*** Opening Material supplied ***
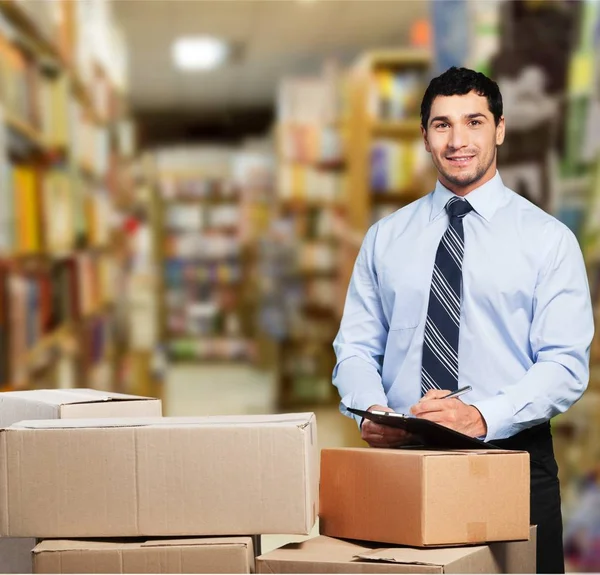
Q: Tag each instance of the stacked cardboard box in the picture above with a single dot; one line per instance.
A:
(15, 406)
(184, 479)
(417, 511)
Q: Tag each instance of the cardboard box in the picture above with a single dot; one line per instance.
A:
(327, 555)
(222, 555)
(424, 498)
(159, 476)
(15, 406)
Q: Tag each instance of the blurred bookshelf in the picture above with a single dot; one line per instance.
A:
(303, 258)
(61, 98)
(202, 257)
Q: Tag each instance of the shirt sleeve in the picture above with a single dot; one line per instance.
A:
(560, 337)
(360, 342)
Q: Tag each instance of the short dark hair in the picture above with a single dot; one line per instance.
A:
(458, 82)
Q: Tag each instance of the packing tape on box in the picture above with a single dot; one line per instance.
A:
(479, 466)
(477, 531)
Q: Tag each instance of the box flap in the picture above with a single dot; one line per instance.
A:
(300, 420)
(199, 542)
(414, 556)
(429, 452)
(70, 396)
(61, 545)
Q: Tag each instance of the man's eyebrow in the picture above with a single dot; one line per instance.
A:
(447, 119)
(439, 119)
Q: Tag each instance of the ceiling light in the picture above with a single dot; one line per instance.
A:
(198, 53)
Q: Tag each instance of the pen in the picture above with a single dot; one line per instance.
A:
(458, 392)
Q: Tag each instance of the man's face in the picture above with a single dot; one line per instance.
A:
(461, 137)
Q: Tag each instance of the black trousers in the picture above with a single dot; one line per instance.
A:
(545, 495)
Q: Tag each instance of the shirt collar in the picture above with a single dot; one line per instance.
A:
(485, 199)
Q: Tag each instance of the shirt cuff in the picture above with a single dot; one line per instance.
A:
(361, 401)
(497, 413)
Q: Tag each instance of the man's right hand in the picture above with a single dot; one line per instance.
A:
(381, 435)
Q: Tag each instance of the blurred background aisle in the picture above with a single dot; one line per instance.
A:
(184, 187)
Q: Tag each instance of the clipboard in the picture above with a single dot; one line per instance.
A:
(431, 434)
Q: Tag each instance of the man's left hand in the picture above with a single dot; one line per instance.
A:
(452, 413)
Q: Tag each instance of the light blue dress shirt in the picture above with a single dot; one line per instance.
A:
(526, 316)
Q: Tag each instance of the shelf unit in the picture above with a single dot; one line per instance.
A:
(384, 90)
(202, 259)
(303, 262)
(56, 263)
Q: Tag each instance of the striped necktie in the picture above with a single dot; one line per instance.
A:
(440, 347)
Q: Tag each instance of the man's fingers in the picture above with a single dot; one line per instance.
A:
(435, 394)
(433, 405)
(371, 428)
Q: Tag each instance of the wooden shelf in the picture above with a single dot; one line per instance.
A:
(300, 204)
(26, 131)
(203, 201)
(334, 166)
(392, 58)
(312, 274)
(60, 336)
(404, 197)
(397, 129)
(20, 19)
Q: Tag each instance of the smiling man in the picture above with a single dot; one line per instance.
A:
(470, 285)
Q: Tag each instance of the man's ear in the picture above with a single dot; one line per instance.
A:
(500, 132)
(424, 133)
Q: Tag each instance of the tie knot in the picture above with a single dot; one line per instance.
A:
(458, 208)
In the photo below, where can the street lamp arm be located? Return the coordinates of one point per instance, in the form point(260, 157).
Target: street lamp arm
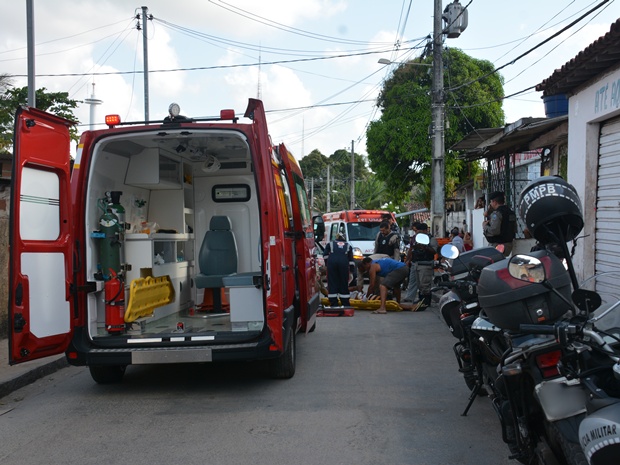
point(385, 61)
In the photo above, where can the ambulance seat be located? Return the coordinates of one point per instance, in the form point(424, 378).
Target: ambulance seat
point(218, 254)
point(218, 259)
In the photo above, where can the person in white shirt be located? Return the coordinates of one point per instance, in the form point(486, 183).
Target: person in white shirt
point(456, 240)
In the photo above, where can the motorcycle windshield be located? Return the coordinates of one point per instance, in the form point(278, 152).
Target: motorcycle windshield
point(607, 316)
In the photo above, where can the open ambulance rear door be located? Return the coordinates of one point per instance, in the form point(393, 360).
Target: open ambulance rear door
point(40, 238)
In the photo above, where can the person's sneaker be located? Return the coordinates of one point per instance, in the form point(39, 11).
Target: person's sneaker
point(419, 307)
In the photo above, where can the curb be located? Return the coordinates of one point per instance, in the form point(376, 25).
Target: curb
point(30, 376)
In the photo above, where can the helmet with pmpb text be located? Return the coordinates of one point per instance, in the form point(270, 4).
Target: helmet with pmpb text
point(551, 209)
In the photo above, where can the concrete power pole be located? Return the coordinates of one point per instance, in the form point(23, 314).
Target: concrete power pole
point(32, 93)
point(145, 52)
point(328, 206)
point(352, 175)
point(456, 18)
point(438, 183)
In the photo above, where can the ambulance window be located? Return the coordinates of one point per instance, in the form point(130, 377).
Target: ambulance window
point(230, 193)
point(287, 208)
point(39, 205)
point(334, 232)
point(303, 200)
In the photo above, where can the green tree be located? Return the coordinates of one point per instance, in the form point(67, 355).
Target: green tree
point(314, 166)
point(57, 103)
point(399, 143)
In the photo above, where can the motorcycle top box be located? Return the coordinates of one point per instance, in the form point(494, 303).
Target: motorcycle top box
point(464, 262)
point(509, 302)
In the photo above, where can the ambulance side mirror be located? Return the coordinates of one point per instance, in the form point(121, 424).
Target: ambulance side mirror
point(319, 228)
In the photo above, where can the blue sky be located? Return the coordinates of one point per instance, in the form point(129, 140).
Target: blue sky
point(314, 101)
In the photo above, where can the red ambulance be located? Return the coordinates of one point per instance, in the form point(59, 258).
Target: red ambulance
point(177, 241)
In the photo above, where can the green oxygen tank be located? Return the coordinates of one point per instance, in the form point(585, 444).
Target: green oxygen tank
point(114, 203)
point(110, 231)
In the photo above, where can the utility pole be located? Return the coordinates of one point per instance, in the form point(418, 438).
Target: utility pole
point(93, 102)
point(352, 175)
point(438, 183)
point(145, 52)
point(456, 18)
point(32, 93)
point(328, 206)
*** Closing Material supplied ***
## Task to carry out
Where the material contains pictures, leave them out and copy the rest verbatim.

## Solved problem
Q: Tag each instance of the stacked cardboard box in the picture above with a single dot; one line per instance.
A:
(15, 406)
(184, 479)
(417, 511)
Q: Tag each instance of the cardboard box in the picture above with a single dot; one line per instance.
A:
(327, 555)
(222, 555)
(424, 498)
(159, 476)
(15, 406)
Q: Tag each instance of the blurred bookshelf in the picture above with a single dot; one line per instance.
A:
(303, 258)
(61, 98)
(202, 257)
Q: Tag each instance of the shirt sleeve in the picture above with a single dot; one line per instance.
A:
(560, 337)
(360, 342)
Q: Tag each instance of the short dark hair in the picture above with a single dot; one line per instance.
A:
(458, 82)
Q: Tag each instance of the packing tape on box in the picture above with a single dot; one line per instance.
A:
(479, 466)
(477, 531)
Q: Tag each instance of the box flap in the picture above with a single dot; one line per instance.
A:
(300, 420)
(199, 542)
(414, 556)
(429, 452)
(70, 396)
(61, 545)
Q: Tag each instance of the man's eyebrow in the picture above with a single dot; one line per instance.
A:
(447, 119)
(439, 119)
Q: Tag each instance of the ceiling light in the picture above with a single dot; one line per instance.
A:
(198, 53)
Q: Tag each instance of the pen in the picture above with a single dot; one line per instance.
A:
(458, 392)
Q: Tag each instance of the man's face in the picture above with a single dot; one line per instance.
A:
(461, 137)
Q: Tag each instance of the black trousers in the picture above with a single dot; one line per instance.
A:
(545, 495)
Q: Tag each instance of the shirt collar in the picture above with a single dot; one line per instance.
A:
(485, 199)
Q: Tag each instance of the shirt cuff in the picture above with a single dot; one line per instance.
A:
(361, 401)
(497, 413)
Q: Tag each instance of the man's right hand in the picture above with a single dot; one line per instance.
A:
(381, 435)
Q: Tag each instance of the blurred background aisle in the picture above with a single dot; one line per instance.
A:
(184, 187)
Q: Tag each instance of the clipboard in the picture above with a single dot; one line per instance.
A:
(431, 434)
Q: Tag each instance of the man's left hand in the picture above with a single dot; one line per instance.
A:
(452, 413)
Q: Tag each instance of the light blue dress shirt in the picture above with a single dot; one line per instance.
A:
(526, 316)
Q: Tag each instance of the shelf unit in the picture above with a single dot; one line per instance.
A:
(384, 90)
(202, 259)
(303, 262)
(56, 263)
Q: Tag each instance of the striped necktie in the picture above with a single dot; one line per instance.
A:
(440, 347)
Q: Tag each instance of the man's fingers in the picture above with a single dot; one line per instance.
A:
(435, 394)
(433, 405)
(371, 428)
Q: Tag each instance of the wooden shelf in the picture above with a single dot; one line per instance.
A:
(300, 204)
(26, 131)
(203, 201)
(334, 166)
(392, 58)
(312, 274)
(60, 336)
(404, 197)
(397, 129)
(20, 19)
Q: Tag each instance of the smiling man in the picture above with a single dot; one line per instance.
A:
(470, 285)
Q: Tag each instance of the man's ear in the picture above with a single dot; one line per instance.
A:
(500, 132)
(424, 133)
Q: Tag each instance of the tie knot in the picture above with a single dot; one line per instance.
A:
(458, 208)
In the photo below, where can the street lamp arm be located? Return the coordinates of one point per instance, in the form point(260, 157).
Target: street lamp arm
point(385, 61)
In the photo above, where can the ambulance seat be located? Return the coordinates of one point per instance, in the form point(424, 378).
Target: ambulance seat
point(218, 254)
point(218, 259)
In the photo above, where can the person in white shirt be located? Return the coordinates of one point per instance, in the form point(486, 183).
Target: person in white shirt
point(456, 240)
In the photo above, where can the motorcycle windshield be located? Return the coordinates of one point per instance, in the form point(278, 152).
Target: motorcycle windshield
point(607, 316)
In the photo above, where can the open ambulance rear door be located? Return the coordinates of one point per instance, in the form point(393, 360).
Target: open ambulance rear door
point(40, 238)
In the photo above, where can the person's sneaker be located? Return the coordinates of one point per instance, in the form point(39, 11).
Target: person's sneaker
point(419, 307)
In the photo above, where can the curb be located? Return the coordinates of one point per instance, in the form point(376, 25).
Target: curb
point(30, 376)
In the photo above, where can the helmet with pmpb text be located? Return the coordinates of one point per instance, in the form point(270, 4).
Target: helmet with pmpb text
point(551, 209)
In the photo above, where can the concrete power pole be located? Return the coordinates of one point per instance, in the form point(23, 314).
Target: concrete power pole
point(32, 93)
point(145, 52)
point(328, 206)
point(352, 175)
point(456, 18)
point(438, 183)
In the photo above, where can the ambulance window be located? Return the coordinates of one point per instance, in the form point(130, 377).
Target: ambulance window
point(230, 193)
point(287, 208)
point(39, 205)
point(334, 232)
point(303, 200)
In the photo above, where can the green tree be located? Return the coordinates of one point per instance, in the form point(67, 355).
Target: green tree
point(314, 166)
point(57, 103)
point(399, 143)
In the photo above, where can the motorcycle top box be located? Return the coordinates of one point per instance, in the form point(494, 303).
Target: motorcycle top box
point(464, 262)
point(509, 302)
In the photo above, where can the ambulance side mirror be located? Return the coordinates of one point per instance, in the form point(121, 424).
Target: ambulance side mirror
point(319, 228)
In the photo above, where can the blue sky be located? Return the coordinates of one point per instance, in the form point(129, 140).
Target: blue sky
point(314, 101)
In the photo above, where can the red ambulance be located? Return the coordinates of one point per instance, in the form point(59, 258).
Target: red ambulance
point(177, 241)
In the photo above, where can the green oxygen tank be located? Return the coordinates of one point per instance, in the form point(585, 444).
Target: green oxygen tank
point(114, 203)
point(110, 231)
In the photo above, where can the utility pole be located? Return the coordinates of one point per instance, in the form point(418, 438).
Target: utility pole
point(93, 102)
point(352, 175)
point(438, 183)
point(145, 52)
point(456, 18)
point(32, 93)
point(328, 206)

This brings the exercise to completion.